Set problem. Filter the dataset entries below and copy every line that contains the word "roof".

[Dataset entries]
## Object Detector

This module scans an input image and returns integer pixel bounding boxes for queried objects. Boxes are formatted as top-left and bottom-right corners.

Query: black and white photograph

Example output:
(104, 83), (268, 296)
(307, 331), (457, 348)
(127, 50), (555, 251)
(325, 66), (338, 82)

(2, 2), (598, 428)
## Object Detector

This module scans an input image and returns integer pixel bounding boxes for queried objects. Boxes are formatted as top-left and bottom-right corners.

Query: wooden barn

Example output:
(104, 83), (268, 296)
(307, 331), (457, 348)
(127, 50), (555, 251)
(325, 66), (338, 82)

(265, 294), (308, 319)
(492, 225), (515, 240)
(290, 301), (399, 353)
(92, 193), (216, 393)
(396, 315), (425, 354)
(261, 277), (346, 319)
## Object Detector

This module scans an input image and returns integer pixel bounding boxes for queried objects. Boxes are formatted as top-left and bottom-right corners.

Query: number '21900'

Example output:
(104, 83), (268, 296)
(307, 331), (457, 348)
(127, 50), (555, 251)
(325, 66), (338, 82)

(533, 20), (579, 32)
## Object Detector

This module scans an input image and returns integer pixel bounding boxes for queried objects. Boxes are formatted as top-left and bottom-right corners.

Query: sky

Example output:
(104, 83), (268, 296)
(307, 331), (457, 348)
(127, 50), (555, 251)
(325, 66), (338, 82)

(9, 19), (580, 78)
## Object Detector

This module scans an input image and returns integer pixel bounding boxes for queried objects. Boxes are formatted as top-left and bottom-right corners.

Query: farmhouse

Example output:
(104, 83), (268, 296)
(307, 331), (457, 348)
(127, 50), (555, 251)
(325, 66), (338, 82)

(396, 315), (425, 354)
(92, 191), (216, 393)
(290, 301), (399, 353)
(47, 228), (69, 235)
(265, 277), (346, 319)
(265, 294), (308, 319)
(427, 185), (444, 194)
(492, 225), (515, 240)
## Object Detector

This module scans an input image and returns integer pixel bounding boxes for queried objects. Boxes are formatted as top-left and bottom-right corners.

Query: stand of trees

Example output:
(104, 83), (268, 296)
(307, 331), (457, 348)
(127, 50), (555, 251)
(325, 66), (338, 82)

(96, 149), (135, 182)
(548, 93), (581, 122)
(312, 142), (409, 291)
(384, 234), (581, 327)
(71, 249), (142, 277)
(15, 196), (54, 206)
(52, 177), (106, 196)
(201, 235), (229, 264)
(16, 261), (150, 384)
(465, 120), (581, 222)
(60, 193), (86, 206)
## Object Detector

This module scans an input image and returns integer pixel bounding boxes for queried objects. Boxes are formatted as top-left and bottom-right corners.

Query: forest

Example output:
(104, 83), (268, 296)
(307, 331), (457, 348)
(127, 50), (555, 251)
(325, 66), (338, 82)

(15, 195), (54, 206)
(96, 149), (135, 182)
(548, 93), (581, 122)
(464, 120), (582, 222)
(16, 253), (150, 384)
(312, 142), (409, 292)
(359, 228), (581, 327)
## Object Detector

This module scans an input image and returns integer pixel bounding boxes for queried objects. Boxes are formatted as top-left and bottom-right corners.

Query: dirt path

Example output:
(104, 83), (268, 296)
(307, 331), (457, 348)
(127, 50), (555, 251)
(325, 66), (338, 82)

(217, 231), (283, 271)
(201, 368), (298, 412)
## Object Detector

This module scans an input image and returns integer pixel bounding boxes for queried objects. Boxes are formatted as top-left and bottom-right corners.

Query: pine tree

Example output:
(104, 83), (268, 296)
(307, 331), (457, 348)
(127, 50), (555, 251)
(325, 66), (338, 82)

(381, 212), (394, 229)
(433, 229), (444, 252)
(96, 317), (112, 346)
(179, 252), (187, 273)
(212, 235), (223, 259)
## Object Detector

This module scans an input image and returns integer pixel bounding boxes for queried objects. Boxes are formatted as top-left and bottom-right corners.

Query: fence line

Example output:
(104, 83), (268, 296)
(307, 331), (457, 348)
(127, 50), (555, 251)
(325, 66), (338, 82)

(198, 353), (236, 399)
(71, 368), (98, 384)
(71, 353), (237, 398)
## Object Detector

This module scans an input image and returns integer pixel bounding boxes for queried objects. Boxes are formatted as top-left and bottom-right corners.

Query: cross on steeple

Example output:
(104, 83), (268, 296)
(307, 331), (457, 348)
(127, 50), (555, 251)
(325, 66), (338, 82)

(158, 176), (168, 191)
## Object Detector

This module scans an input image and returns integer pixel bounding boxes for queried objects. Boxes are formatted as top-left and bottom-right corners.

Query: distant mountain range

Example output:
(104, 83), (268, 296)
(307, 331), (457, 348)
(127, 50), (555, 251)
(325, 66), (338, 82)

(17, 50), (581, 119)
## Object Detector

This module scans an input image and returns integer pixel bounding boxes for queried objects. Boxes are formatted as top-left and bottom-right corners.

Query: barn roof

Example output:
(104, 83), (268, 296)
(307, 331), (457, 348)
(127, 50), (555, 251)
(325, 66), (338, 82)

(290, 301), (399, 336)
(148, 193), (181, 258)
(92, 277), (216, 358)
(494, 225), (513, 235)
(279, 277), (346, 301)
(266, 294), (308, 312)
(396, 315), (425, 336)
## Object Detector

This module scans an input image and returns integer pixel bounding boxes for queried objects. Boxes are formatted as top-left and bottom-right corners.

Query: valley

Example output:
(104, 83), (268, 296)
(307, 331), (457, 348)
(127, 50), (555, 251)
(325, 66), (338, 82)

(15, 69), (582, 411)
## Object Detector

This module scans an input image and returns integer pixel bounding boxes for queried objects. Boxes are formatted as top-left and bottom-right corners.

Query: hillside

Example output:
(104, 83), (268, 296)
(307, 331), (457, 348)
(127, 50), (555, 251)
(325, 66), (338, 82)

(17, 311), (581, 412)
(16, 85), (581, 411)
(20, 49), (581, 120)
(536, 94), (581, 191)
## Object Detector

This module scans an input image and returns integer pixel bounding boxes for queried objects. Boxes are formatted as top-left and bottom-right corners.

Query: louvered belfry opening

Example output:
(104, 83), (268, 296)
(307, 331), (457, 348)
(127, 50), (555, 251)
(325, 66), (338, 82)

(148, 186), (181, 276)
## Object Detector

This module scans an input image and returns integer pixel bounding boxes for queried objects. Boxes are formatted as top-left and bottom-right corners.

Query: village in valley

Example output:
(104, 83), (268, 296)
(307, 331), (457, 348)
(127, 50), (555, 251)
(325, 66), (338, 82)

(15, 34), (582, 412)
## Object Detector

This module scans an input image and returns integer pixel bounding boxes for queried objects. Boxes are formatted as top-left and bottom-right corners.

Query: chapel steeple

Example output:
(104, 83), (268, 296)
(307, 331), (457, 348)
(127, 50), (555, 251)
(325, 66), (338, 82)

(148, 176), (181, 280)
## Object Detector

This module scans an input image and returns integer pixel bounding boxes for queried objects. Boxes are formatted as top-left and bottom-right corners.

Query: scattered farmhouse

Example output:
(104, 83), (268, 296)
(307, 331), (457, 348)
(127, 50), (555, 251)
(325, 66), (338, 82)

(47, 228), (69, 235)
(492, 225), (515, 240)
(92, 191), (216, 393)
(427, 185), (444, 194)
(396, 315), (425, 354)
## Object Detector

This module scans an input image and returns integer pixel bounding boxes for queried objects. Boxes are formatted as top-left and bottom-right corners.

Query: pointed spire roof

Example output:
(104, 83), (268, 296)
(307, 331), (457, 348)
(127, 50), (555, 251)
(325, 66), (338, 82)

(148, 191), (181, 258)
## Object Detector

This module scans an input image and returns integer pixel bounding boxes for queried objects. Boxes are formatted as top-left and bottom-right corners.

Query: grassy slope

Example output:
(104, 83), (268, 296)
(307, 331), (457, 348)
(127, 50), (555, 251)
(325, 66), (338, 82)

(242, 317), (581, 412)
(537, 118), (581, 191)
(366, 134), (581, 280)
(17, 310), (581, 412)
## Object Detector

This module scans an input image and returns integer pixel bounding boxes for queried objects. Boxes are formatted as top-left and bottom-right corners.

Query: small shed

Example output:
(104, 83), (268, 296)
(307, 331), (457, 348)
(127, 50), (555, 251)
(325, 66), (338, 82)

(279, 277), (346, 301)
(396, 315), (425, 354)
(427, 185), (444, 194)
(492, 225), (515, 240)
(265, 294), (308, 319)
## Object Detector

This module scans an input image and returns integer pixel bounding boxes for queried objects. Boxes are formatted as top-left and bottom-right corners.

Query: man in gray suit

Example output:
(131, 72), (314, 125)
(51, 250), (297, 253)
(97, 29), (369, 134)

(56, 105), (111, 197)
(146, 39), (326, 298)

==

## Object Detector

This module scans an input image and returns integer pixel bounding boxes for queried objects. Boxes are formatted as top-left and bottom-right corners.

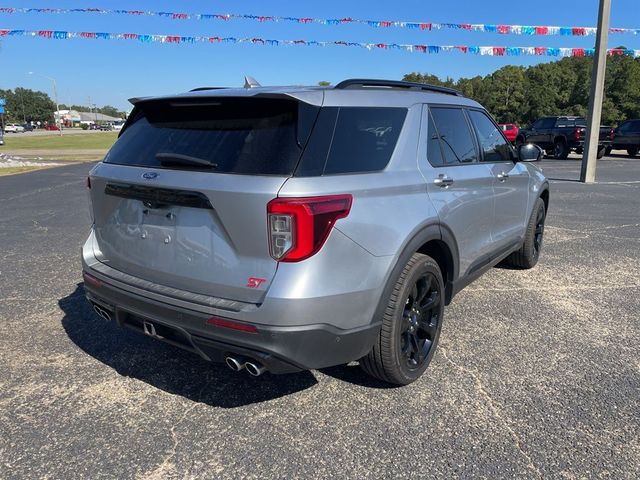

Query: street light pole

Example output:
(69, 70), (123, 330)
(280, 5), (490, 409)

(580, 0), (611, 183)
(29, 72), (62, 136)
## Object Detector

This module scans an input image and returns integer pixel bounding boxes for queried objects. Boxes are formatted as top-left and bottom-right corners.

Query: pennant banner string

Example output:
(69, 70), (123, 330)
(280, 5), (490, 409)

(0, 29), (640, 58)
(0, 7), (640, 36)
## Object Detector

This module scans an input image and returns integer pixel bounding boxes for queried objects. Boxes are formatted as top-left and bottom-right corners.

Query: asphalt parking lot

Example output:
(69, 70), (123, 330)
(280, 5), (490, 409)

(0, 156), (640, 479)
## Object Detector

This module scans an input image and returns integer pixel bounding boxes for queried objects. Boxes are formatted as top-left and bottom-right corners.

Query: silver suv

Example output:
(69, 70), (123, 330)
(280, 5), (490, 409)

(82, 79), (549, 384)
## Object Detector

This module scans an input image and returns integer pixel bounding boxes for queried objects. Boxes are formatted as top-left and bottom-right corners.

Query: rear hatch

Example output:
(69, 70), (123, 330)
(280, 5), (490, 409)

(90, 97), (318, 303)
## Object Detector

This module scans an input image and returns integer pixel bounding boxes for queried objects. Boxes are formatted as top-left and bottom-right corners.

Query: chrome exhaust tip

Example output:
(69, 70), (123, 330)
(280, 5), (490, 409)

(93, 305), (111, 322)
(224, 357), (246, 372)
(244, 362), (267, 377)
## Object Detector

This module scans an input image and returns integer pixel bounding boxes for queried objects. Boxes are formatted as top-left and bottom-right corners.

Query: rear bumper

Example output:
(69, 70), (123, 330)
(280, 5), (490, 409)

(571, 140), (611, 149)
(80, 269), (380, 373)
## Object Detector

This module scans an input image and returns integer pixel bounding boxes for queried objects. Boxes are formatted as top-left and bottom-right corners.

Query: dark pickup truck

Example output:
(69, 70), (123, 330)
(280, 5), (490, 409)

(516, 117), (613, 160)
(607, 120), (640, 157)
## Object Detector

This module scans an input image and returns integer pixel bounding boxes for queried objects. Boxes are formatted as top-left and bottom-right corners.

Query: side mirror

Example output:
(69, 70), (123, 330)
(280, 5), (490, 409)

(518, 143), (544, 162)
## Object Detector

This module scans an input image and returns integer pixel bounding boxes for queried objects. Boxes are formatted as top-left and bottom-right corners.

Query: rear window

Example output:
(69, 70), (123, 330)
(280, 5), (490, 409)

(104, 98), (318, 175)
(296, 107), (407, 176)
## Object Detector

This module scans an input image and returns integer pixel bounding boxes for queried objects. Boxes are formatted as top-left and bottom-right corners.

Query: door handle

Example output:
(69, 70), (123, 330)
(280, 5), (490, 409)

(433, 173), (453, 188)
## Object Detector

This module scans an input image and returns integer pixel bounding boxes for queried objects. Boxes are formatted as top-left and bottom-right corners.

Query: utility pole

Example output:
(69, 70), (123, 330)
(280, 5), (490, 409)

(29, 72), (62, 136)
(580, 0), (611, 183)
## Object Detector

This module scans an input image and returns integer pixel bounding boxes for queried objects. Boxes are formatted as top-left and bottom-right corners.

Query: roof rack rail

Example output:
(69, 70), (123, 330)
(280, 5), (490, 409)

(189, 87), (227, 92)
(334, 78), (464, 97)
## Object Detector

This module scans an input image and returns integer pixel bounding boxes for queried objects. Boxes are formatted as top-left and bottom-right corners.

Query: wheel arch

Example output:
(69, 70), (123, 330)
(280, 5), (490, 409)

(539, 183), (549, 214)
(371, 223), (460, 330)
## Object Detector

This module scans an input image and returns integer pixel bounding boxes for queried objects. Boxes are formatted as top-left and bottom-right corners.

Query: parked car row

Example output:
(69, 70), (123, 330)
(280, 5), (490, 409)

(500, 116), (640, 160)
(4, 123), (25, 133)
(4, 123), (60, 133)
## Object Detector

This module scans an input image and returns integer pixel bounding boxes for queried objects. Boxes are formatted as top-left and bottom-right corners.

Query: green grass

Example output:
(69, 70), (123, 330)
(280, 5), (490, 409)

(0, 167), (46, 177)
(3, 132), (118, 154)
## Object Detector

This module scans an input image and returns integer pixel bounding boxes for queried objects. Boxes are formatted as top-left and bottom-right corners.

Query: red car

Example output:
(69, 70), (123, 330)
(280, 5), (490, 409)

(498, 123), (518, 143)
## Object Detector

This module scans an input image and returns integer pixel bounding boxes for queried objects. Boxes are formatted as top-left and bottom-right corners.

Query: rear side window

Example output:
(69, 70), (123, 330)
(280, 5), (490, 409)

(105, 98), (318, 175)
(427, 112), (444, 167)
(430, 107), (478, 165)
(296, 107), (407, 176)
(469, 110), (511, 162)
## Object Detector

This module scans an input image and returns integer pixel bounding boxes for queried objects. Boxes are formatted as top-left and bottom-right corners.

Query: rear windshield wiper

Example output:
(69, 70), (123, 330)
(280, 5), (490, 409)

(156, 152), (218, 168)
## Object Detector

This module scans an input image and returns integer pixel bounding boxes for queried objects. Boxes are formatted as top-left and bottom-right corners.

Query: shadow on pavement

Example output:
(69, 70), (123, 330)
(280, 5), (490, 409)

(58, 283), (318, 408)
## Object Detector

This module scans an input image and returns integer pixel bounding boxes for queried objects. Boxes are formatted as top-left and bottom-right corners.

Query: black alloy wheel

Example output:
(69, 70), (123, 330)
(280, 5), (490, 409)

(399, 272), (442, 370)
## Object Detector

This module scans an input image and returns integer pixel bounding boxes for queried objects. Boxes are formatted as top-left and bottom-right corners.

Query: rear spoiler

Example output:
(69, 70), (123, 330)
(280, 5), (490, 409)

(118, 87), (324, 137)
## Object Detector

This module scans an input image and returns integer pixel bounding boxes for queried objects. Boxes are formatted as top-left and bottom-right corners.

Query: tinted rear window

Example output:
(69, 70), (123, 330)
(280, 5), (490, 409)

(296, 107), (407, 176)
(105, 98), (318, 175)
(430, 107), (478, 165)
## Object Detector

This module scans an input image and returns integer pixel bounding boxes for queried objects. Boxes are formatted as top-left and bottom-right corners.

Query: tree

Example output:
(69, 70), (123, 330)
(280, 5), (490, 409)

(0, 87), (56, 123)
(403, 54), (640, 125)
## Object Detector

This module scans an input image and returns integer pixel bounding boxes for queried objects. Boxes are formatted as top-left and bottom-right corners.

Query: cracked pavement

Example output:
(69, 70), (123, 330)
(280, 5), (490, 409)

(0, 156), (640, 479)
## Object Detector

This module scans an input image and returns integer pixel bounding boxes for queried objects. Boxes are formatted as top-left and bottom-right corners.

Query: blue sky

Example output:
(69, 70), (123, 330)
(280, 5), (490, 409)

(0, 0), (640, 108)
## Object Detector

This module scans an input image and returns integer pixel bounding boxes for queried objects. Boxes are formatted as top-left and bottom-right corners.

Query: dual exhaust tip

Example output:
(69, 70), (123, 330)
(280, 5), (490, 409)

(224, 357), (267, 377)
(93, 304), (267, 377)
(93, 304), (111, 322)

Output of the task.
Query: barn roof
Query: pointed spire roof
Query: roof rack rail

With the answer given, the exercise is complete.